## TASK REQUIREMENTS
Starting from the line with "Target: black stool" and going up to and including the line with "Task: mark the wrought", copy the listing below exactly. Leave all images out.

## INFORMATION
---------------

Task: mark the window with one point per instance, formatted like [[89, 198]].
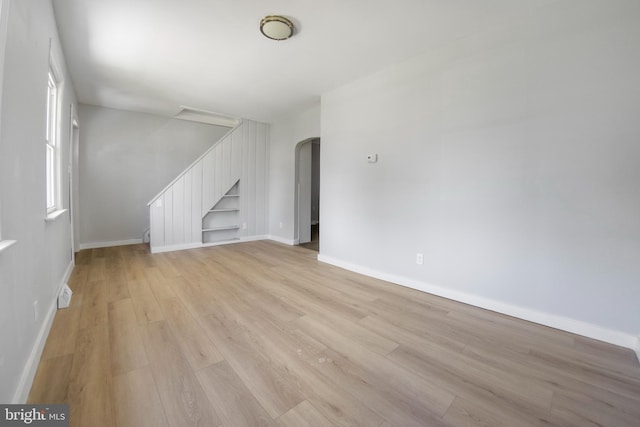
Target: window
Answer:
[[52, 143]]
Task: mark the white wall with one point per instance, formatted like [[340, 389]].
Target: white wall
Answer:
[[285, 135], [33, 269], [126, 158], [510, 159], [315, 183]]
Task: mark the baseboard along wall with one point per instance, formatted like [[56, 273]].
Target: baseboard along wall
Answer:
[[29, 372], [558, 322]]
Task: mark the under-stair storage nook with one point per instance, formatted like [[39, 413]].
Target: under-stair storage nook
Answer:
[[223, 221], [218, 199]]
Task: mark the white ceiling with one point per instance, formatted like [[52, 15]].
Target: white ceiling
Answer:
[[156, 55]]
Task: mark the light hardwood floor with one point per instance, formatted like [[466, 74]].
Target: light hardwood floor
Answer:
[[261, 334]]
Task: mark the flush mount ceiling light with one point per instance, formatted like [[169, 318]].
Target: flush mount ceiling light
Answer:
[[276, 27]]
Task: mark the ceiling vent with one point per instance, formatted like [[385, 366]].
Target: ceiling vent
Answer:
[[203, 116]]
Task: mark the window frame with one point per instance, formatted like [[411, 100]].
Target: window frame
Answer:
[[52, 142]]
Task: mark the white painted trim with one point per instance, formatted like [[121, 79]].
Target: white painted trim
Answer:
[[52, 216], [196, 245], [95, 245], [172, 248], [279, 239], [6, 244], [559, 322], [30, 368]]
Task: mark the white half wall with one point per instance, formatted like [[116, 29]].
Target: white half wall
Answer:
[[32, 270], [285, 135], [510, 159], [126, 158]]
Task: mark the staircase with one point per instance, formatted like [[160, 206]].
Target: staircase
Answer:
[[218, 199]]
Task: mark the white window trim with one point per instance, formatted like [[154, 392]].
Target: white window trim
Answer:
[[54, 211], [4, 12]]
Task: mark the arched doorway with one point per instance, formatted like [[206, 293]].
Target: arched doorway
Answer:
[[307, 194]]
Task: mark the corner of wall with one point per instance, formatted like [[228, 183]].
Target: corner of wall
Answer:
[[31, 366]]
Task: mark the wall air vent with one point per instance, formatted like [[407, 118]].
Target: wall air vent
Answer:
[[203, 116]]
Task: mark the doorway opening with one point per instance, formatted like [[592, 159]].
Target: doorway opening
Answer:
[[307, 203]]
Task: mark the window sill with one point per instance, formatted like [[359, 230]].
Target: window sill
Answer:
[[54, 215], [6, 244]]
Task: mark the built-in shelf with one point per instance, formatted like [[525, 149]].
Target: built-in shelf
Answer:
[[221, 223], [226, 227], [6, 244]]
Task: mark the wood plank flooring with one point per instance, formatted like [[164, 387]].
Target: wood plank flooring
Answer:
[[261, 334]]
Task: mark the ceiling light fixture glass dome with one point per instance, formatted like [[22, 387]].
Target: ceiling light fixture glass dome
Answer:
[[276, 27]]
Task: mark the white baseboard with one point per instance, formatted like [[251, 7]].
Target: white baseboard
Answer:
[[559, 322], [196, 245], [29, 372], [172, 248], [279, 239], [96, 245]]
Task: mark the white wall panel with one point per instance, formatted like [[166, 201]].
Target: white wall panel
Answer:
[[242, 155], [187, 205], [178, 212], [157, 222], [168, 217], [196, 203]]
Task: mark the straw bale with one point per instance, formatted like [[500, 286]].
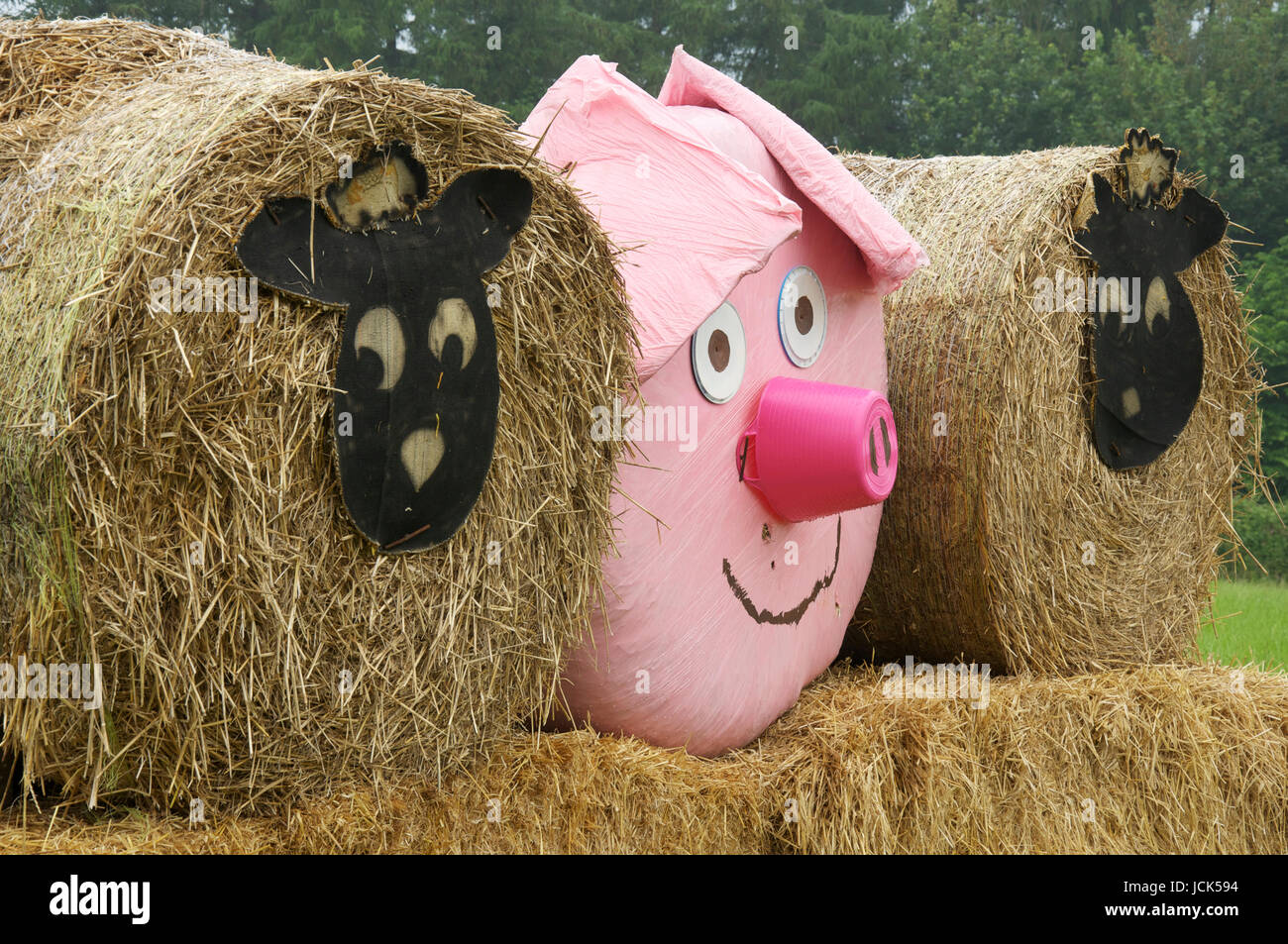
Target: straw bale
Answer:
[[183, 526], [1163, 759], [1006, 539]]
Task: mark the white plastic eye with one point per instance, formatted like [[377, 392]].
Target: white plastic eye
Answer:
[[803, 316], [720, 355]]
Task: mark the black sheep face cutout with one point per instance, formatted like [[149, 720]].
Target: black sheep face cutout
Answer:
[[416, 377], [1147, 348]]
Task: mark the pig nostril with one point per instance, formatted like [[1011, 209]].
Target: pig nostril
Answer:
[[717, 349], [804, 316]]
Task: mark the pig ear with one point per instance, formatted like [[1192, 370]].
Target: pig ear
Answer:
[[691, 220], [490, 205]]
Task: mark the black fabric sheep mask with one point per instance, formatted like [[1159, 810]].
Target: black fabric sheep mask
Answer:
[[1147, 348], [416, 378]]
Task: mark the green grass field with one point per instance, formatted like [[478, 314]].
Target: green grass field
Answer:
[[1250, 625]]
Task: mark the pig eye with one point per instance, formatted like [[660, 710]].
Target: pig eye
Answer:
[[803, 316], [720, 355]]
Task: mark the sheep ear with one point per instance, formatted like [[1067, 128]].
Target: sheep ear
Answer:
[[1205, 224], [490, 205], [291, 246]]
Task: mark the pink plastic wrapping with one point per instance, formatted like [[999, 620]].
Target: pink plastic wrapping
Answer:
[[719, 608]]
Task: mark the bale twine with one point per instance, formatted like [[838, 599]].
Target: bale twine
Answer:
[[1006, 540], [168, 501]]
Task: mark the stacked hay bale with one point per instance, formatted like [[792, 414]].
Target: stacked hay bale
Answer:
[[1008, 541], [168, 502], [1147, 760]]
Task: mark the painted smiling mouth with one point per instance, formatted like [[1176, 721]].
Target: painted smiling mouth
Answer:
[[789, 616]]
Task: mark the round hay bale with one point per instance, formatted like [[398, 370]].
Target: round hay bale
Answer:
[[168, 498], [1006, 539]]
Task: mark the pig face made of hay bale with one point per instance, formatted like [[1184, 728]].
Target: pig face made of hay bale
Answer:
[[416, 378], [765, 446]]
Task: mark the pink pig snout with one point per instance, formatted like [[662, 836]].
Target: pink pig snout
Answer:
[[818, 449]]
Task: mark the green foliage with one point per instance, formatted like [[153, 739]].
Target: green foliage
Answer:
[[1263, 532], [1250, 625]]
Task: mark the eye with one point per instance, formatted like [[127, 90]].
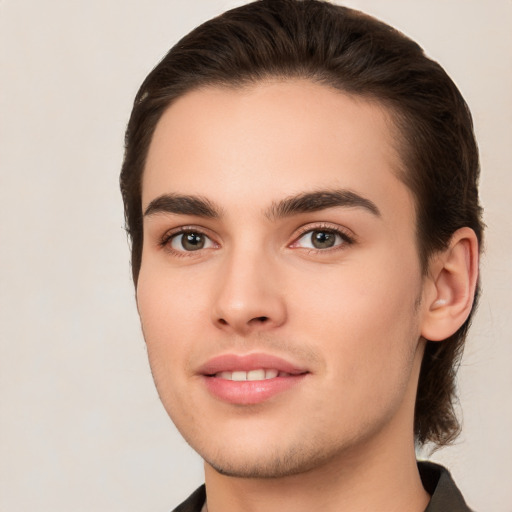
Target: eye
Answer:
[[188, 241], [321, 239]]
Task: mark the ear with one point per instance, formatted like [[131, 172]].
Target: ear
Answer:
[[450, 291]]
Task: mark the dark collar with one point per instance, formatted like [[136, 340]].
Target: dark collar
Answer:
[[436, 480], [439, 484]]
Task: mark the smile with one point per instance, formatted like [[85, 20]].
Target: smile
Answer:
[[253, 375], [251, 378]]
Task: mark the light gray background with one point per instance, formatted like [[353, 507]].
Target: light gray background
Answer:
[[81, 427]]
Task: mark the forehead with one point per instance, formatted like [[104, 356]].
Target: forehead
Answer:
[[254, 144]]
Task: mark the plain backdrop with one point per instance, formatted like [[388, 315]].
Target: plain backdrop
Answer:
[[81, 427]]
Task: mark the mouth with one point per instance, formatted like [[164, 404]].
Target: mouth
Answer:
[[253, 375], [250, 379]]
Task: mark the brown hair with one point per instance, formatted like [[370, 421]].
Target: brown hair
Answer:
[[359, 55]]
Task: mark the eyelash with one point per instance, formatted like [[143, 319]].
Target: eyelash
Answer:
[[347, 239]]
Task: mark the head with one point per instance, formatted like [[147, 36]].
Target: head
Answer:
[[346, 51]]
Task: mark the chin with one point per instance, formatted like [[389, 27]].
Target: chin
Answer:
[[277, 463]]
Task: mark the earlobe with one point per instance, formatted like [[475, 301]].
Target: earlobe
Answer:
[[454, 274]]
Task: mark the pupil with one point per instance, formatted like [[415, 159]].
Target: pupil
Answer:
[[193, 241], [323, 239]]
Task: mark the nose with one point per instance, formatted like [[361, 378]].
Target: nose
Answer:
[[249, 297]]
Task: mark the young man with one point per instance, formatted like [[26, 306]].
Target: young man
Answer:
[[300, 188]]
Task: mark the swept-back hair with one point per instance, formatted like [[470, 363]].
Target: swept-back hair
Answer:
[[359, 55]]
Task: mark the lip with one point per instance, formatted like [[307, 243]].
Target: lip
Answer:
[[249, 392], [248, 362]]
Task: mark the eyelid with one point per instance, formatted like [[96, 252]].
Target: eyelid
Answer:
[[167, 237], [346, 234]]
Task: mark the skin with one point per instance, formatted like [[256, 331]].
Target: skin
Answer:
[[352, 314]]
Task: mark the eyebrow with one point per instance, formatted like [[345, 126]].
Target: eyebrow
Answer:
[[320, 200], [182, 205], [301, 203]]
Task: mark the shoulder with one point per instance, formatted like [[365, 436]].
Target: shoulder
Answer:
[[438, 482]]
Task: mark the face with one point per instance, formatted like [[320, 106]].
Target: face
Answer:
[[280, 291]]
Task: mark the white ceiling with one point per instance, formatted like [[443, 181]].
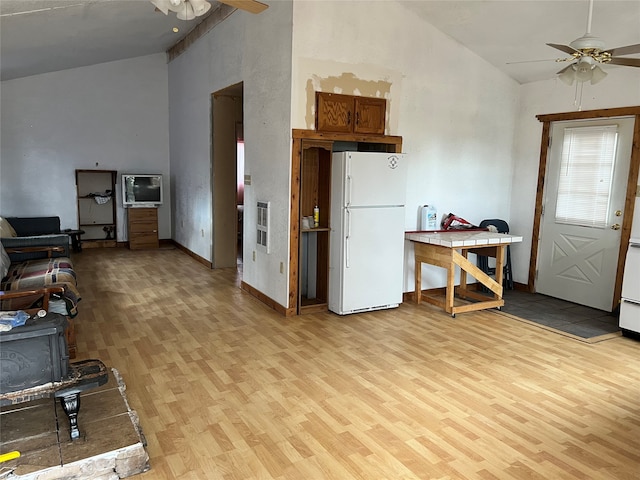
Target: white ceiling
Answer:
[[85, 32]]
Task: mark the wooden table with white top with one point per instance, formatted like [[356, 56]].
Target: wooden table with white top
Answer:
[[450, 250]]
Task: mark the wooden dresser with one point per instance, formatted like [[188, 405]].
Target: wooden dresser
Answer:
[[143, 228]]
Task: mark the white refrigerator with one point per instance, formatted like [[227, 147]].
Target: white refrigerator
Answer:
[[630, 305], [366, 243]]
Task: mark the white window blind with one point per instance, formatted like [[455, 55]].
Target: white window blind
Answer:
[[586, 174]]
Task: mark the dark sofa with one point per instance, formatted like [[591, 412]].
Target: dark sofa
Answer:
[[40, 268], [36, 232]]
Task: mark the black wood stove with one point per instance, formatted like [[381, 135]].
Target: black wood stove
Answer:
[[34, 363]]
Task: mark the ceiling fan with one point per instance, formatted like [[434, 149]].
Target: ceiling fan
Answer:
[[587, 52], [190, 9]]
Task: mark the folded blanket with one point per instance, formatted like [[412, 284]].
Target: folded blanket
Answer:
[[46, 272]]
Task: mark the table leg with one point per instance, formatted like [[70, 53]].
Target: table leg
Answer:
[[76, 243], [418, 279], [451, 286], [500, 266]]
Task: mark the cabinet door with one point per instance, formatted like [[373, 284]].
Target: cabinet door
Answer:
[[370, 115], [334, 112]]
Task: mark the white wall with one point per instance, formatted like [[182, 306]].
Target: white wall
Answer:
[[111, 116], [621, 88], [256, 50], [455, 112]]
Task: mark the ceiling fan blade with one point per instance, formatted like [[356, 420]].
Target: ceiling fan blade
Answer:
[[252, 6], [564, 69], [628, 50], [629, 62], [544, 60], [563, 48]]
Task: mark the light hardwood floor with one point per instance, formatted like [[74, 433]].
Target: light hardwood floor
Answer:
[[226, 388]]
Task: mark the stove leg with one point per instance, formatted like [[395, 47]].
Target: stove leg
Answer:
[[71, 406]]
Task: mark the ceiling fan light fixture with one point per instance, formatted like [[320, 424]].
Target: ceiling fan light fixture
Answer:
[[584, 69], [161, 5], [187, 12], [597, 75], [176, 5], [200, 7]]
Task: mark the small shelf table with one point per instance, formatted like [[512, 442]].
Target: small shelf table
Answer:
[[449, 250]]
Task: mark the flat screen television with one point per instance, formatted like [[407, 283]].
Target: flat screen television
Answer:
[[140, 190]]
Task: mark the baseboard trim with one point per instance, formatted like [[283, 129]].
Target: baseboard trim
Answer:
[[193, 255], [268, 301]]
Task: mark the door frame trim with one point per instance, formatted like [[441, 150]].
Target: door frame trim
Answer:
[[634, 171]]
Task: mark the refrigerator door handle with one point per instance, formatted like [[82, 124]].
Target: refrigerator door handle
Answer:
[[347, 230]]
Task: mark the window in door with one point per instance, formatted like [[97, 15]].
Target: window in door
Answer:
[[586, 175]]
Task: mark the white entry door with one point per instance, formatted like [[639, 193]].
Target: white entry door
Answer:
[[585, 187]]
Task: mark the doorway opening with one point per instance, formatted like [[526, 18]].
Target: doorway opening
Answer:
[[227, 176], [618, 215]]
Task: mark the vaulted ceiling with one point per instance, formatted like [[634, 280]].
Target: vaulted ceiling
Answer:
[[38, 36]]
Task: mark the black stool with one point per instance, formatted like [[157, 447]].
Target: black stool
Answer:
[[483, 261]]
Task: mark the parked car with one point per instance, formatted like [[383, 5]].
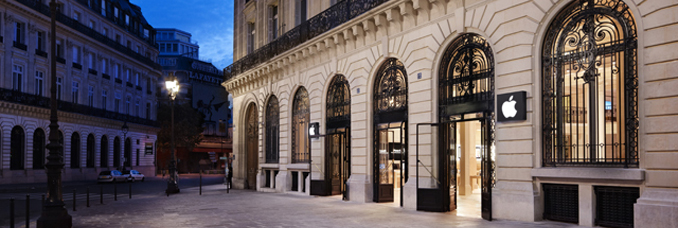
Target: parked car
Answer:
[[133, 175], [111, 176]]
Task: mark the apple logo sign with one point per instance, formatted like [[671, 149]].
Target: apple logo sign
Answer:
[[509, 108], [512, 106]]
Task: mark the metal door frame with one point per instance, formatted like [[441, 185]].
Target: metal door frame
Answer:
[[487, 168]]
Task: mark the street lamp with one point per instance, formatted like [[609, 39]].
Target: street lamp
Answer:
[[54, 213], [172, 86], [125, 129]]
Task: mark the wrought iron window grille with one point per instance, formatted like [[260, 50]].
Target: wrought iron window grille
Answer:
[[590, 86]]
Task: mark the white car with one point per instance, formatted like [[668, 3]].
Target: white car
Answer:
[[133, 175]]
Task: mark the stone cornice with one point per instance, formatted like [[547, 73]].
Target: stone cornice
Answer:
[[15, 109], [367, 27]]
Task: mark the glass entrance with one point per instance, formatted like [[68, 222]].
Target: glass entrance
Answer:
[[468, 165], [392, 162], [338, 161]]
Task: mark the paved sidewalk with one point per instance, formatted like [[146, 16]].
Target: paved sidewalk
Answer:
[[244, 208]]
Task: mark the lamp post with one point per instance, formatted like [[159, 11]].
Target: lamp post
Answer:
[[54, 213], [124, 129], [172, 86]]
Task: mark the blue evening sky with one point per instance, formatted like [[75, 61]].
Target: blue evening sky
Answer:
[[209, 21]]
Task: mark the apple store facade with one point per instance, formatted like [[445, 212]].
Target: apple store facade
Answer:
[[547, 110]]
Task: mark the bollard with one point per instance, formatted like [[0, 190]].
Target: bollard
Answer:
[[11, 212], [101, 195], [87, 196], [28, 210], [74, 200]]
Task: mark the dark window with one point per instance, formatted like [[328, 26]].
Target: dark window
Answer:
[[17, 148], [90, 151], [75, 150], [250, 38], [590, 86], [391, 88], [339, 102], [39, 149], [104, 152], [116, 152], [272, 130], [300, 119]]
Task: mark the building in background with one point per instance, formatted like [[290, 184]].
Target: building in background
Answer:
[[106, 72], [201, 86], [414, 105]]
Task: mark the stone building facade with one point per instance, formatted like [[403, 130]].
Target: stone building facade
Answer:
[[106, 79], [401, 85]]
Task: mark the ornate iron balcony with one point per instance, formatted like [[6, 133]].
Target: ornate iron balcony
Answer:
[[336, 15], [44, 9], [44, 102]]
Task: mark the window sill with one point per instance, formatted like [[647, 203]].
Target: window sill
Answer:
[[618, 174]]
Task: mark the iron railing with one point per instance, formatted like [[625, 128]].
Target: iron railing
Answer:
[[13, 96], [64, 19], [334, 16]]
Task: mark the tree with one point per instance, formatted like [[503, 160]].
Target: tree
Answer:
[[187, 126]]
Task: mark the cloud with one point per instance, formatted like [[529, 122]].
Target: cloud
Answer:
[[210, 23]]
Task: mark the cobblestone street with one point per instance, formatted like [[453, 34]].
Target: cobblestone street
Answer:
[[244, 208]]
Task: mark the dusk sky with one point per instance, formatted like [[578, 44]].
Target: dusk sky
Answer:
[[209, 21]]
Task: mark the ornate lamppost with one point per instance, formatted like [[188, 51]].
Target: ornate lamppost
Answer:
[[172, 86], [54, 213], [125, 129]]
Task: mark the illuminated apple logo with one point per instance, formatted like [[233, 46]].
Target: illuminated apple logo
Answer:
[[508, 108]]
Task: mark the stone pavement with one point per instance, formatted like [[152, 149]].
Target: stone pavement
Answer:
[[244, 208]]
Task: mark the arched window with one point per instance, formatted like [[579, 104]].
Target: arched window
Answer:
[[75, 150], [590, 86], [104, 152], [252, 145], [339, 102], [39, 149], [390, 93], [466, 76], [338, 135], [300, 118], [17, 148], [90, 151], [116, 152], [272, 130]]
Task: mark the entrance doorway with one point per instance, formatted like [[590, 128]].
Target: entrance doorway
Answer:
[[468, 161], [338, 161], [392, 161], [389, 161]]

---------------

## ANSWER BELOW
Target: black stool
Answer:
[[483, 261]]
Task: mark the parked car with one point per instance, formatted like [[383, 5]].
Target: parked car
Answer:
[[133, 175], [111, 176]]
Task: mark the apple logo sign with one point per instance, formatted like [[671, 149]].
Target: apple logo sign
Answer:
[[509, 108], [512, 106]]
Task: mark the metal door frame with one point per instance, formatted like [[441, 185]].
Target: metal door frame
Answer:
[[487, 168]]
Task: mark the street lamp with one point per instance, formatted like [[609, 39]].
Target: street lamp
Answer:
[[54, 213], [172, 86], [125, 129]]
Task: mark the wrought iron window grille with one point per instance, formatted like [[260, 50]].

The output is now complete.